SELESAIKAN TUGAS BERIKUT:
(a) Tulis ulang bagian bacaan tentang ritual Tiwah mulai dari "Share This Post" sampai dengan "beragama Hindu Kaharingan.", dengan mengganti "Lewu Liau" menjadi "Negeri Roh".
(b) Berdasarkan bacaan tentang ritual Tiwah, jelaskan alasan mayat diletakkan di sandung sebelum runi dilaksanakan.
(c) Lanjutkan bacaan tentang ritual Tiwah dari bagian terakhir yang tercantum.

BACAAN:

========================================

Ritual Tiwah, Upacara Mengantarkan Roh Mencapai Surga

Sandung Ritual Tiwah. Sumber Foto: Twitter @devisriana
Sandung Ritual Tiwah. Sumber Foto: Twitter @devisriana

Share This Post

KALIMANTAN TENGAHMasyarakat Suku Dayak memiliki ritual sakral yang sudah menjadi kepercayaan mereka bernama Tiwah. Tiwah merupakan upacara yang diselenggarakan untuk mengantarkan orang yang meninggal menuju surga atau biasa dikenal dengan Lewu Liau. Ritual ini diselenggarakan pada saat mayat akan dimasukkan kedalam peti mati atau runi. Ritual Tiwah ini wajib dilakukan bagi masyarakat Dayak yang masih beragama Hindu Kaharingan.

 

Menurut Parada, Ketua MBHK (Majelis Besar Hindu Kaharingan) dia menjelaskan makna dari ritual Tiwah yang dilaksanakan masyarakat Suku Dayak.

 

“Ritual Tiwah untuk mengantarkan jiwa seseorang ke tingkat kehidupan selanjutnya yang dilaksanakan dengan sangat sakral dan setiap prosesi upacara harus dilalui sesuai dengan ketentuan-ketentuan yang berlaku” 

Ritual Bunuh Hewan Kurban. Sumber Foto: Twitter @voicesdayak
Ritual Bunuh Hewan Kurban. Sumber Foto: Twitter @voicesdayak

Selain itu, ada tujuan lain dari ritual Tiwah yaitu menghilangkan kesialan dan pengaruh-pengaruh buruk terhadap keluarga yang ditinggalkan. Selain itu,  masyarakat Dayak Ngaju juga mempunyai kepercayaan lain. Jika mereka belum menyelenggarakan Tiwah, maka rohnya tidak akan beranjak dari bumi dan tidak bisa menuju surga.  

 

Karena kesakralannya ini, maka sebelum melaksanakan runi, mayat akan diantarkan dan diletakkan ke sandung (rumah yang ukuran kecil atau sedang tempat menyimpan runi) dan dilakukan ritual-ritual terlebih dahulu.

Peti Mati Ritual Tiwah. Sumber Foto: Twitter @budayaisenmulang
Peti Mati Ritual Tiwah. Sumber Foto: Twitter @budayaisenmulang

Pelaksanaan Ritual Tiwah

 

Sebelum melaksanakan ritual Tiwah, terlebih dahulu harus mempersiapkan alat-alat seperti gong, rotan, bambu, daun kelapa, gandang kalenang, mandau, dan kain tiga warna. Selain itu perlu juga mempersiapkan hewan kurban seperti ayam, babi dan kerbau, serta peti mati sebagai tempat tulang belulang.

========================================

KUTIPAN SUMBER:
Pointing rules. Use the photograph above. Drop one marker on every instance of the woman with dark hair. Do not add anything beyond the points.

========================================

HASIL LATIHAN:
(a)
Share This Post

KALIMANTAN TENGAHMasyarakat Suku Dayak memiliki ritual sakral yang sudah menjadi kepercayaan mereka bernama Tiwah. Tiwah merupakan upacara yang diselenggarakan untuk mengantarkan orang yang meninggal menuju surga atau biasa dikenal dengan Negeri Roh. Ritual ini diselenggarakan pada saat mayat akan dimasukkan kedalam peti mati atau runi. Ritual Tiwah ini wajib dilakukan bagi masyarakat Dayak yang masih beragama Hindu Kaharingan.

(b) Hal itu dilakukan karena kesakralan ritual Tiwah. Oleh karena itu, sebelum runi dilaksanakan, mayat diantarkan dan diletakkan di sandung, yaitu rumah berukuran kecil atau sedang tempat menyimpan runi. Di sana ritual-ritual dilakukan terlebih dahulu.

(c)
Sebelum ritual dilaksanakan juga biasanya terlebih dahulu mendirikan Balai Pangun Jandau yang menyerupai rumah yang didirikan dalam waktu satu hari di rumah Bakas Tiwah atau sesepuh kampung. Apabila balai sudah selesai dibangun, maka kemudian Bakas Tiwah akan memberikan tanda ke barang-barang yang akan digunakan nanti pada saat ritual Tiwah.

 

Bukan hanya mendirikan Bakas Tiwah, perlu juga mempersiapkan Sangkaraya Sandung Rahung sebagai tempat penyimpanan tulang belulang. Sangkaraya Sandung Rahung berada tepat di depan rumah Bakar Tiwah.

Tulang Belulang Ritual Tiwah. Sumber Foto: Twitter @unitynetwork
Tulang Belulang Ritual Tiwah. Sumber Foto: Twitter @unitynetwork

Pelaksanaan ritual Tiwah ini diselenggarakan sebagai puncak dari kematian seseorang. Seperti masyarakat pada umumnya, orang Hindu Kaharingan akan dikubur terlebih dahulu selama satu tahun atau lebih. Untuk menyempurnakannya, maka dilaksanakan ritual Tiwah dan makam orang yang sudah meninggal untuk selanjutnya akan dibongkar kembali.

 

Dalam proses pembongkaran akan dipimpin oleh pemimpin adat atau disana menyebutnya dengan nama Basir Duhung Handepang Telun. Dalam pelaksanaan Tiwah, akan ada beberapa Basir yang terdiri dari Basir Upu, Basir Penggapit dan Basir Pendamping untuk melaksanakan ritual adat.

 

Jika sudah selesai, maka makam akan dibongkar dan dikeluarkan peti matinya. Selanjutnya akan dipilih tulang belulangnya untuk dibersihkan dan tulang belulang tersebut akan dimasukkan ke dalam peti mati kecil yang dilapisi dengan kain kafan yang sudah disiapkan sebelumnya. Biasanya dalam melakukan pembongkaran kuburan, masyarakat suku Dayak akan saling membantu dan bergotong-royong.

Kerbau Kurban Ritual Tiwah. Sumber Foto: Twitter @dayakbercerita
Kerbau Kurban Ritual Tiwah. Sumber Foto: Twitter @dayakbercerita

Setelah tulang belulang dimasukkan kedalam peti mati kecil, maka selanjutnya akan ditaruh baju, celana dan sandal di dalamnya. Kemudian  peti mati ditutup kembali dan akan digotong bersama untuk dibawa ke Balai.

 

Sesampainya di depan Balai, peti mati akan dibacakan mantra oleh para Basir dan menaruh sedikit tanah kedalam peti mati. Setelah selesai dilakukan, peti mati akan digotong kembali dan ditaruh di dalam Balai.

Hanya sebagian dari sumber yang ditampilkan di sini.